### Text block
--- Begin ---

This is a murkier, more inward-looking Restorations than we’re used to. Everything that was there before, musically, is blown sky-high this time around. They’ve managed to pack ideas into every iota of the song list, aided by Jon Low’s miles-deep production; the density of the music itself is offset by an album-long meditation on place, belonging, and the ramifications of leaving the familiar behind, which makes the outsized sound that much more of an interesting direction. Juxtaposing the existential discomfort with more sophisticated, complex forays into Restorations’ sonic wheelhouse.
The spiraling guitars, one of the album’s specially prominent features, are everywhere, serving various purposes in each song. “Kind of Comfort”’s jittery glam rock aspirations accompany lyrics of searching and wanderlust. Even the more downbeat cuts (“In Perpetuity Through The Universe,” “New Old”) are propelled beyond their subject matter by the songs’ barely-concealed restless energy. At its more pensive moments, like the folk-inflected “Civil Inattention,” there is a restless undercurrent of texture and volatility that never quite lets up.

--- End ---

### Raw data
--- Begin ---

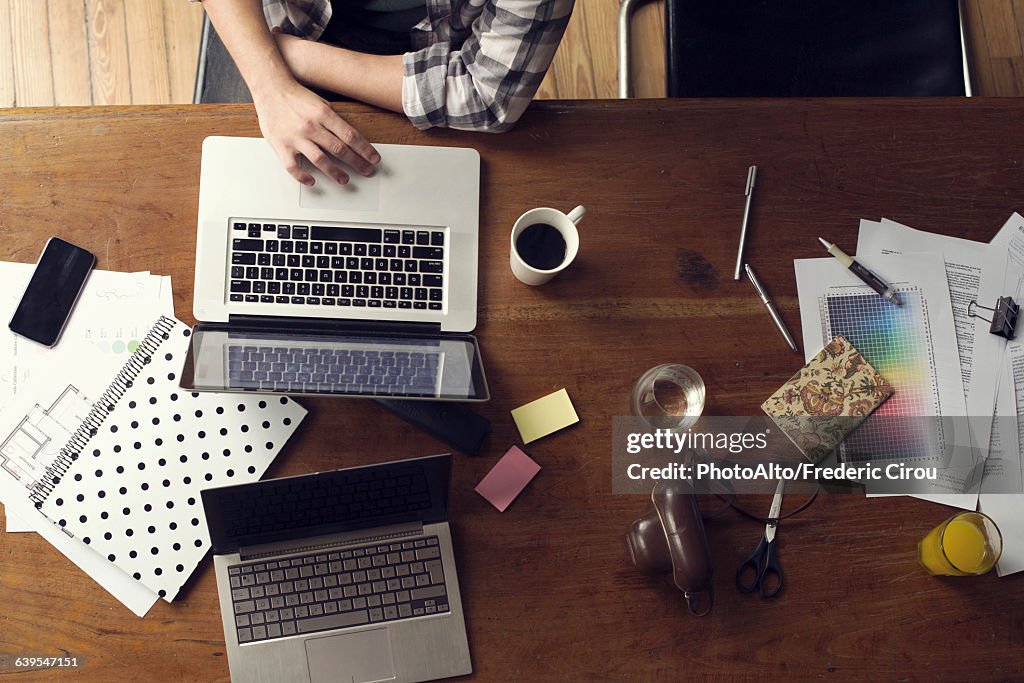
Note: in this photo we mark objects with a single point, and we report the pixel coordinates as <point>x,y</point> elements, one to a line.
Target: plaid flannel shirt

--- End ---

### What is asked
1: Copy the passage of the album review above between "This is a murkier, more" and "Restorations’ sonic wheelhouse.", inclusive.
2: Answer these questions using the album review above.
(a) Whose production does the review credit for helping pack ideas into the song list?
(b) Which song does the review call folk-inflected?
(c) Which two songs does the review name as the more downbeat cuts?

### Results for the exercise
1:
This is a murkier, more inward-looking Restorations than we’re used to. Everything that was there before, musically, is blown sky-high this time around. They’ve managed to pack ideas into every iota of the song list, aided by Jon Low’s miles-deep production; the density of the music itself is offset by an album-long meditation on place, belonging, and the ramifications of leaving the familiar behind, which makes the outsized sound that much more of an interesting direction. Juxtaposing the existential discomfort with more sophisticated, complex forays into Restorations’ sonic wheelhouse.

2:
(a) Jon Low
(b) "Civil Inattention"
(c) "In Perpetuity Through The Universe" and "New Old"